◆ REQUIREMENT: Retype only what runs from the first line of the listing to the line holding "Where can the sky", both included. Do not retype the pictures.

*** Opening DATA FOR THE TASK ***

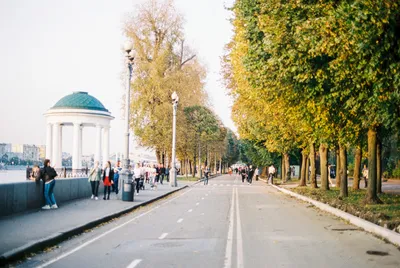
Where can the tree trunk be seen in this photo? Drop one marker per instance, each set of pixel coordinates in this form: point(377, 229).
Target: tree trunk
point(337, 167)
point(343, 172)
point(283, 171)
point(287, 166)
point(372, 196)
point(303, 169)
point(313, 175)
point(357, 168)
point(323, 153)
point(378, 166)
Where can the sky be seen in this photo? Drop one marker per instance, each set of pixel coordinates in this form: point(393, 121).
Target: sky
point(50, 48)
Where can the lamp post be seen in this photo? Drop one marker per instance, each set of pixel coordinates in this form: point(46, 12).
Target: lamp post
point(130, 55)
point(175, 100)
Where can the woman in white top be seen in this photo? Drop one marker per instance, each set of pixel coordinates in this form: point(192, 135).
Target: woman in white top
point(137, 172)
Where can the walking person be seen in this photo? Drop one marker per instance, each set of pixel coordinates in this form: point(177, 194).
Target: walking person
point(243, 173)
point(271, 174)
point(48, 175)
point(137, 171)
point(116, 179)
point(250, 174)
point(152, 174)
point(94, 179)
point(108, 175)
point(206, 175)
point(167, 173)
point(365, 175)
point(162, 173)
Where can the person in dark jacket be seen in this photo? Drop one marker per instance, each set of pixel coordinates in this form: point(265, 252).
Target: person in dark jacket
point(243, 173)
point(48, 175)
point(162, 173)
point(250, 174)
point(108, 176)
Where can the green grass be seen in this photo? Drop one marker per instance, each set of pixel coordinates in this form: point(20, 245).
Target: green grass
point(386, 214)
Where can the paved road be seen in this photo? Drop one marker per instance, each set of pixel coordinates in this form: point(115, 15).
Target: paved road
point(224, 224)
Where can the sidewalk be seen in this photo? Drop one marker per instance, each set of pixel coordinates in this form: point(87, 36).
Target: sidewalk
point(29, 232)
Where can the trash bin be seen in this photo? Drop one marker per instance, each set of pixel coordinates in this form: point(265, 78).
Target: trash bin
point(128, 188)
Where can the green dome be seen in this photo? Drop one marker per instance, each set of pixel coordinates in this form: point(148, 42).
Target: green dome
point(80, 100)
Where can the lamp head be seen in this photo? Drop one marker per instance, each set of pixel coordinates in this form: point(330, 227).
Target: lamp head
point(128, 46)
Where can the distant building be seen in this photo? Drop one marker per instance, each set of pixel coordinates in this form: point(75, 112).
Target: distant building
point(42, 151)
point(17, 148)
point(5, 148)
point(30, 152)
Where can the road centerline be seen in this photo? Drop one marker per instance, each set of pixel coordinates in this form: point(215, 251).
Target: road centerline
point(164, 235)
point(134, 263)
point(239, 239)
point(229, 240)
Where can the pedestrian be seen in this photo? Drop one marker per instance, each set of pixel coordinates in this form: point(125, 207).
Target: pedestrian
point(243, 173)
point(162, 173)
point(365, 175)
point(330, 175)
point(206, 175)
point(152, 173)
point(36, 174)
point(108, 175)
point(94, 179)
point(28, 172)
point(167, 173)
point(49, 174)
point(250, 174)
point(117, 169)
point(136, 174)
point(157, 176)
point(271, 174)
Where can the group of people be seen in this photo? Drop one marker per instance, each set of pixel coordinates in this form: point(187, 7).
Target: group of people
point(109, 176)
point(141, 174)
point(248, 173)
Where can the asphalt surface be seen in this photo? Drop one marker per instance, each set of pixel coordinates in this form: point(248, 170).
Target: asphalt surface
point(225, 224)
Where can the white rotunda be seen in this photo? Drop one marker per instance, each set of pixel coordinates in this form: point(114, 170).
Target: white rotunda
point(79, 110)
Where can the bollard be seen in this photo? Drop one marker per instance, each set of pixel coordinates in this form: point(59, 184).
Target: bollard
point(128, 189)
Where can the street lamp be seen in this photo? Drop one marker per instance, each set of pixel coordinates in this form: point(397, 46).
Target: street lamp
point(175, 100)
point(130, 56)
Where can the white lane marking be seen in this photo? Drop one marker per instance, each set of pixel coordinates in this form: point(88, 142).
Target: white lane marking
point(62, 256)
point(229, 240)
point(164, 235)
point(239, 240)
point(134, 263)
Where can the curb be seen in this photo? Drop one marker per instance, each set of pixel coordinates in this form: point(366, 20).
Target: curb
point(53, 239)
point(387, 234)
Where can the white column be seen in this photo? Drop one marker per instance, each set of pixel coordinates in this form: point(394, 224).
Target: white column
point(75, 147)
point(80, 148)
point(56, 137)
point(49, 141)
point(97, 154)
point(59, 163)
point(106, 144)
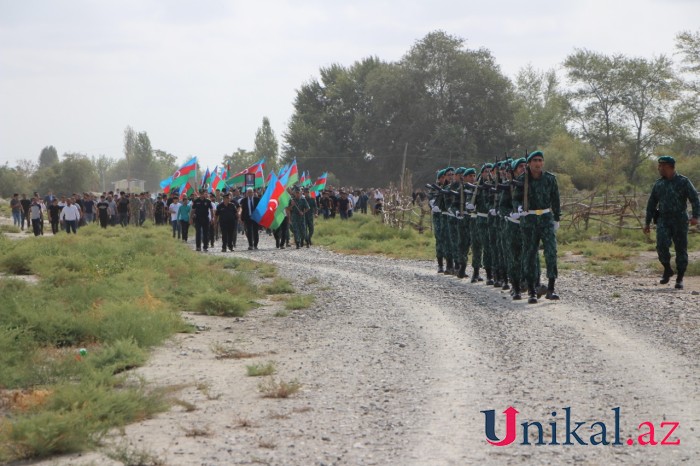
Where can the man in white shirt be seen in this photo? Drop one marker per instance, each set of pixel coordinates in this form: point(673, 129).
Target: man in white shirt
point(70, 215)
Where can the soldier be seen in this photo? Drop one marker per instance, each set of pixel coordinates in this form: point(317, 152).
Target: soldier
point(481, 239)
point(514, 237)
point(444, 219)
point(435, 201)
point(667, 205)
point(310, 215)
point(537, 202)
point(468, 178)
point(297, 210)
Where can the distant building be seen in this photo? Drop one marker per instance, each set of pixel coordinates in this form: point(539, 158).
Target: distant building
point(130, 186)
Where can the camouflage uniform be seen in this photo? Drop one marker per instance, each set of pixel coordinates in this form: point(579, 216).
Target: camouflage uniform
point(313, 210)
point(298, 208)
point(670, 196)
point(537, 224)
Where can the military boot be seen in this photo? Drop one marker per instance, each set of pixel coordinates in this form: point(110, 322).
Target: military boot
point(450, 267)
point(489, 278)
point(550, 290)
point(462, 270)
point(679, 280)
point(532, 296)
point(476, 277)
point(668, 273)
point(516, 293)
point(505, 286)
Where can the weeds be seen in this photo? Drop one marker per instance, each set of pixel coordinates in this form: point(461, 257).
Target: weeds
point(257, 370)
point(271, 388)
point(301, 301)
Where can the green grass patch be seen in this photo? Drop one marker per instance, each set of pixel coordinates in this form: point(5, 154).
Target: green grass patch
point(279, 286)
point(257, 370)
point(299, 301)
point(117, 292)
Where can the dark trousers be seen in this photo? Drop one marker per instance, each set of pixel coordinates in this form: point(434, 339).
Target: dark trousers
point(71, 225)
point(228, 233)
point(251, 232)
point(201, 233)
point(36, 226)
point(184, 229)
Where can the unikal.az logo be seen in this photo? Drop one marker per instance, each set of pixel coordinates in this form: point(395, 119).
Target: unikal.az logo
point(575, 432)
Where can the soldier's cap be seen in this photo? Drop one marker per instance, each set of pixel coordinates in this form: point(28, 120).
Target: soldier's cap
point(516, 162)
point(537, 153)
point(667, 159)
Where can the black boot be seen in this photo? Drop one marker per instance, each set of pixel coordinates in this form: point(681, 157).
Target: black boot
point(550, 290)
point(450, 267)
point(532, 296)
point(516, 293)
point(462, 271)
point(679, 280)
point(668, 273)
point(476, 277)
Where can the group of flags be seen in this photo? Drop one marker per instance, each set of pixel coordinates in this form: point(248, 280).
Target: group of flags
point(270, 210)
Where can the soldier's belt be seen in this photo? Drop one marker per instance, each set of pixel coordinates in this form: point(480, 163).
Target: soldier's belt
point(537, 212)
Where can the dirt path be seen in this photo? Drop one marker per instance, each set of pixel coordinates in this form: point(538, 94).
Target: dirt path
point(397, 364)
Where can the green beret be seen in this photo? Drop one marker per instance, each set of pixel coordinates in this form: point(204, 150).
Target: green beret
point(537, 153)
point(517, 162)
point(667, 159)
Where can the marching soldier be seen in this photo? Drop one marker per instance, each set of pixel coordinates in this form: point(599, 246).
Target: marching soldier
point(667, 204)
point(537, 201)
point(435, 201)
point(297, 209)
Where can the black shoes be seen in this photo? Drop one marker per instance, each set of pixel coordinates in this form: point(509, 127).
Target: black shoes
point(668, 273)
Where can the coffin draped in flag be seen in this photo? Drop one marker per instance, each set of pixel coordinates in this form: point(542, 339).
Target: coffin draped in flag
point(274, 200)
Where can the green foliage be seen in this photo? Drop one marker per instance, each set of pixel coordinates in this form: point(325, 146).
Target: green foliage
point(117, 293)
point(296, 302)
point(366, 234)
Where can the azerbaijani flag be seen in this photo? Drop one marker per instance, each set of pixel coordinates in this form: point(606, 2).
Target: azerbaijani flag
point(239, 178)
point(273, 200)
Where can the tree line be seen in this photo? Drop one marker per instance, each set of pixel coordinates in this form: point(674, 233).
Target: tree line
point(601, 121)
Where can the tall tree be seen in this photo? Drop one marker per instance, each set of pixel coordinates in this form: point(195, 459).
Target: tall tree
point(48, 157)
point(266, 145)
point(622, 104)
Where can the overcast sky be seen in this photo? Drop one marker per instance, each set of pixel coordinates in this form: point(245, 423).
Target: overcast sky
point(199, 76)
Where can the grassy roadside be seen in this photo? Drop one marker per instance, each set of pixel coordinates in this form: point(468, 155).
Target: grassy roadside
point(365, 234)
point(115, 293)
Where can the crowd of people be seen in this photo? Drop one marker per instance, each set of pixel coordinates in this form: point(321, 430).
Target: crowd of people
point(503, 213)
point(219, 215)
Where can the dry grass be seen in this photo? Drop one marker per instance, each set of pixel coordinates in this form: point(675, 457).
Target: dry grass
point(272, 388)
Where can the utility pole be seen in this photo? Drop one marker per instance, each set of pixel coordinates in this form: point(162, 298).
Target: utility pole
point(403, 166)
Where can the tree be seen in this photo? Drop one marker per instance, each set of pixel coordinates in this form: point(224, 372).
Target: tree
point(541, 109)
point(621, 105)
point(266, 145)
point(48, 157)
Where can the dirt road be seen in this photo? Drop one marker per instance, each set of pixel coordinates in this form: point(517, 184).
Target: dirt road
point(397, 364)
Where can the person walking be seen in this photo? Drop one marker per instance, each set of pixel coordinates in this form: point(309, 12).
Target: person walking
point(667, 205)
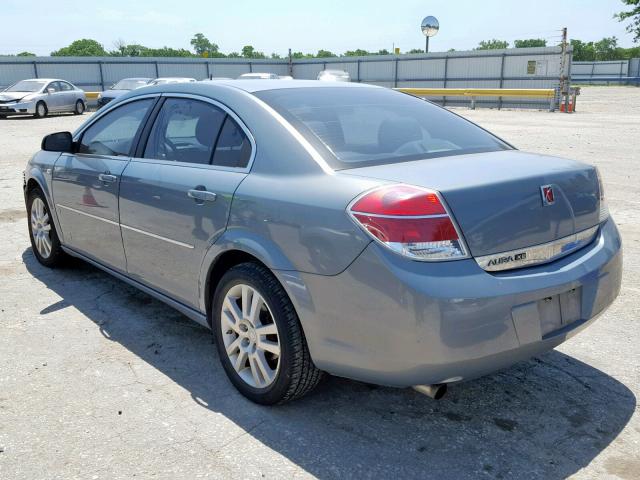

*** Closing DATA FOR THE TASK ***

◆ SOLUTION TO THIS PROBLEM:
Where can the tree trunk be seen in this photo? Drop one marker per instance, each set of pixel coordinates in this form: point(377, 229).
Target: tree trunk
point(337, 167)
point(343, 172)
point(283, 171)
point(287, 166)
point(372, 196)
point(303, 169)
point(313, 175)
point(357, 168)
point(323, 153)
point(378, 166)
Where can the sky be seen in this photo? Drop one marker per instance, each set of pixel coordinates in this form: point(393, 121).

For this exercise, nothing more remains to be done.